It has been the belief of many palaentologists so far that Archaeopterix Lithographica , the first flying dinosaur, had a brain size that was intermediate between that of non-avian dinosaurs and modern birds. However, a new study by Ms. Amy Balanoff and her team indicates that the brain size of A. Lithographica was smaller than that of many earlier dinosaur species. Ms. Balanoff is Instructor of Research Anatomical Sciences, Department of Anatomical Sciences, Stony Brook University School of Medicine, Stony Brook, New York, U.S. The study is published in a recent issue of the journal Nature .
Brain size is an important determinant of the ability to fly and the greater the relative brain size (relative to body mass) the greater the neurological capabilities required of flight. Birds are distinct in this aspect as their brains, particularly fore brains, are expanded relative to body size.
The expansion by volume of the avian endocranium (the space inside the skull housing the brain) began early in theropod (carnivorous dinosaur) evolution and recent studies unlike previous ones suggest that avialans, the family to which A. Lithographica belongs, are not unique in their brain-readiness for flying. In fact many earlier dinosaurs had larger endocranial space than A. Lithographica .

■ ■ ■ ■

> [WHAT TO DO]:
[1] Replace "study" with "paper" in the passage on dinosaur brain size between "It has been" and "journal Nature .", inclusive, and write out that part.
[2] According to the passage on dinosaur brain size, in which journal was the study by Amy Balanoff and her team published?
The items after this point are separate from the passage on dinosaur brain size.

> [GIVEN ENTRIES]:
■ ■ ■ ■

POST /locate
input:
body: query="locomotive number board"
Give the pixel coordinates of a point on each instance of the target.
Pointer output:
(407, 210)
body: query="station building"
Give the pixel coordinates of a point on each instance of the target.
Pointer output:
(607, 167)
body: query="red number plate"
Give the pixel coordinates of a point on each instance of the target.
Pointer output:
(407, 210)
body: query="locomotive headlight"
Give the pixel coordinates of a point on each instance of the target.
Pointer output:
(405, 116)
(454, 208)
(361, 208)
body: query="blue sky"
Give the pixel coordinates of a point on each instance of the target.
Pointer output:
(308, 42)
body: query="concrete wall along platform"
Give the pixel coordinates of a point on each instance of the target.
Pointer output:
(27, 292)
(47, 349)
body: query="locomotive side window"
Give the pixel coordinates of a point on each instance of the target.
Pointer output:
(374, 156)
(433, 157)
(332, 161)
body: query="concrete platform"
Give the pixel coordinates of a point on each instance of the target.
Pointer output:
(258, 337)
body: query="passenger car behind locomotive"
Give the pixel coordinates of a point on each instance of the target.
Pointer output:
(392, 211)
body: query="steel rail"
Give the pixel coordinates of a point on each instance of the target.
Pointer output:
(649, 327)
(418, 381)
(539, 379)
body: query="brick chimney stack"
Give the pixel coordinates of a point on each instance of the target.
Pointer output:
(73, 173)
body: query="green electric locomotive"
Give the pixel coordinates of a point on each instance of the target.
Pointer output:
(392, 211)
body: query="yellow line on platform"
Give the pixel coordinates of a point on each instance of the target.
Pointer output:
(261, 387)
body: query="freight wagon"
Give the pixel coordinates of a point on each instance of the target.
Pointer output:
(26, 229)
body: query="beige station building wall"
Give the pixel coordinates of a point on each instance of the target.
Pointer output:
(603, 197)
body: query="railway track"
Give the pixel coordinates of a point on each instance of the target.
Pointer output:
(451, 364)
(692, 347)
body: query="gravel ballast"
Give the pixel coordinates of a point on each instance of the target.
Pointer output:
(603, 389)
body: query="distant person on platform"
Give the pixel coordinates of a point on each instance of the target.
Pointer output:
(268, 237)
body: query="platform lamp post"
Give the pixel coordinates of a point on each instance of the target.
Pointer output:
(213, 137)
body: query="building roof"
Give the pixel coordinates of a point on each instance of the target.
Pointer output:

■ ■ ■ ■

> [TASK-BY-TASK ANSWERS]:
[1]
It has been the belief of many palaentologists so far that Archaeopterix Lithographica , the first flying dinosaur, had a brain size that was intermediate between that of non-avian dinosaurs and modern birds. However, a new paper by Ms. Amy Balanoff and her team indicates that the brain size of A. Lithographica was smaller than that of many earlier dinosaur species. Ms. Balanoff is Instructor of Research Anatomical Sciences, Department of Anatomical Sciences, Stony Brook University School of Medicine, Stony Brook, New York, U.S. The paper is published in a recent issue of the journal Nature .

[2] Nature